## YOUR ASSIGNMENT
If an entry holds a picture, leave the picture out and output everything else exactly.

## RECORDS SUPPLIED
○ ○ ○ ○
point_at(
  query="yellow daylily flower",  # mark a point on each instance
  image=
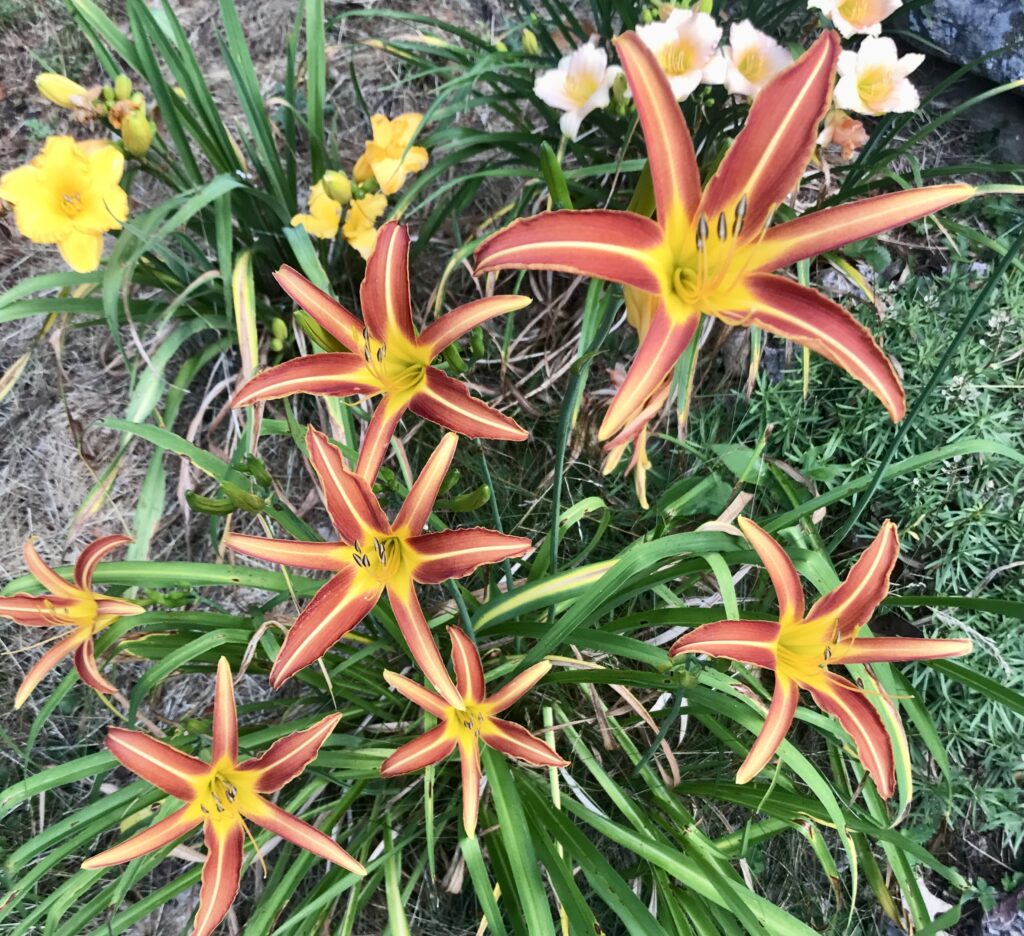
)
(70, 195)
(388, 158)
○ ○ ○ ○
## RESULT OF THIS EXERCISE
point_at(
  query="yellow daylily flower",  # mark a point on each instance
  image=
)
(70, 195)
(388, 158)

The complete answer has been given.